#### The exercise
Reproduce every one of the following rows word for word, leaving each line unaltered.

#### Data excerpts
=======

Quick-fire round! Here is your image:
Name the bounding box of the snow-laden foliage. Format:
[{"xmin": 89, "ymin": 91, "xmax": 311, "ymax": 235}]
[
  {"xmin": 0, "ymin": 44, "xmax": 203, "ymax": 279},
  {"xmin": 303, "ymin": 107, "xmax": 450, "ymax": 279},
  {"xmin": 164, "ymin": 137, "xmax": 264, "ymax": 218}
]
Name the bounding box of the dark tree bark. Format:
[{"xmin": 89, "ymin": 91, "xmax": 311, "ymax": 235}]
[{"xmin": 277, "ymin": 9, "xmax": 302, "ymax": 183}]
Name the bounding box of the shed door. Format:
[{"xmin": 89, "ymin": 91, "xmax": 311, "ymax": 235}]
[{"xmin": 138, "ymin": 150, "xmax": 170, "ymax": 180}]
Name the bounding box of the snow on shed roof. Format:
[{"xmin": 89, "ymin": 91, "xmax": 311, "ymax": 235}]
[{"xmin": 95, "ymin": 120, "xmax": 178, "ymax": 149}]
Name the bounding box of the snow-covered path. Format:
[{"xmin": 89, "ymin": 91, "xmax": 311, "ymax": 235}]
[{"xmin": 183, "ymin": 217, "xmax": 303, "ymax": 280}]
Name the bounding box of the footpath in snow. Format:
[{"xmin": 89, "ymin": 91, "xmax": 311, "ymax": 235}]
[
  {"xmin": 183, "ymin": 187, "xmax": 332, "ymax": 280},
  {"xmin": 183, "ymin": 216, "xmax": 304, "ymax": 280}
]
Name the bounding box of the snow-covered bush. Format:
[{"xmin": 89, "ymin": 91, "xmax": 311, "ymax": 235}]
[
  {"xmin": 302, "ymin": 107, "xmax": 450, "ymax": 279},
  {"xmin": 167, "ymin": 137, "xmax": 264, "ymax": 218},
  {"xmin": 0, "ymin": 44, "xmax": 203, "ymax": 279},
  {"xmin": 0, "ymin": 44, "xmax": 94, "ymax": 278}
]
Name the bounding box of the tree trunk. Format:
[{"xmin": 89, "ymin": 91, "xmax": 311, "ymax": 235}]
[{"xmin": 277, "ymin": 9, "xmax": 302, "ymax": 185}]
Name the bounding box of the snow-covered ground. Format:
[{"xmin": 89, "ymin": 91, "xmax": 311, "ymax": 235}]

=======

#### In response
Quick-fire round! Here is your image:
Name the bounding box of the snow-laden foliage. Format:
[{"xmin": 89, "ymin": 91, "xmax": 311, "ymax": 235}]
[
  {"xmin": 0, "ymin": 44, "xmax": 203, "ymax": 279},
  {"xmin": 303, "ymin": 107, "xmax": 450, "ymax": 279},
  {"xmin": 164, "ymin": 137, "xmax": 264, "ymax": 218}
]
Name the bounding box of the dark tree bark. Format:
[{"xmin": 89, "ymin": 91, "xmax": 311, "ymax": 235}]
[{"xmin": 277, "ymin": 9, "xmax": 302, "ymax": 183}]
Name the bounding box of the shed door. Format:
[{"xmin": 89, "ymin": 91, "xmax": 311, "ymax": 235}]
[{"xmin": 138, "ymin": 150, "xmax": 170, "ymax": 180}]
Name the bounding box of the snow on shed roof. Format:
[{"xmin": 89, "ymin": 91, "xmax": 311, "ymax": 235}]
[{"xmin": 95, "ymin": 120, "xmax": 178, "ymax": 149}]
Name the bounding box of the snow-covered path. Format:
[{"xmin": 89, "ymin": 91, "xmax": 311, "ymax": 235}]
[{"xmin": 183, "ymin": 217, "xmax": 303, "ymax": 280}]
Name the bounding box of the footpath in snow. Format:
[{"xmin": 89, "ymin": 91, "xmax": 311, "ymax": 235}]
[
  {"xmin": 183, "ymin": 187, "xmax": 332, "ymax": 280},
  {"xmin": 183, "ymin": 216, "xmax": 304, "ymax": 280}
]
Name the bounding box of the snow-covered bush. Format:
[{"xmin": 89, "ymin": 91, "xmax": 311, "ymax": 235}]
[
  {"xmin": 302, "ymin": 107, "xmax": 450, "ymax": 279},
  {"xmin": 167, "ymin": 137, "xmax": 264, "ymax": 218},
  {"xmin": 0, "ymin": 44, "xmax": 203, "ymax": 279},
  {"xmin": 0, "ymin": 44, "xmax": 94, "ymax": 278}
]
Name the bounding box of the tree trunk. Format:
[{"xmin": 89, "ymin": 91, "xmax": 311, "ymax": 235}]
[{"xmin": 277, "ymin": 9, "xmax": 302, "ymax": 185}]
Name the bounding box of the snow-covered ground. Format:
[{"xmin": 89, "ymin": 91, "xmax": 311, "ymax": 235}]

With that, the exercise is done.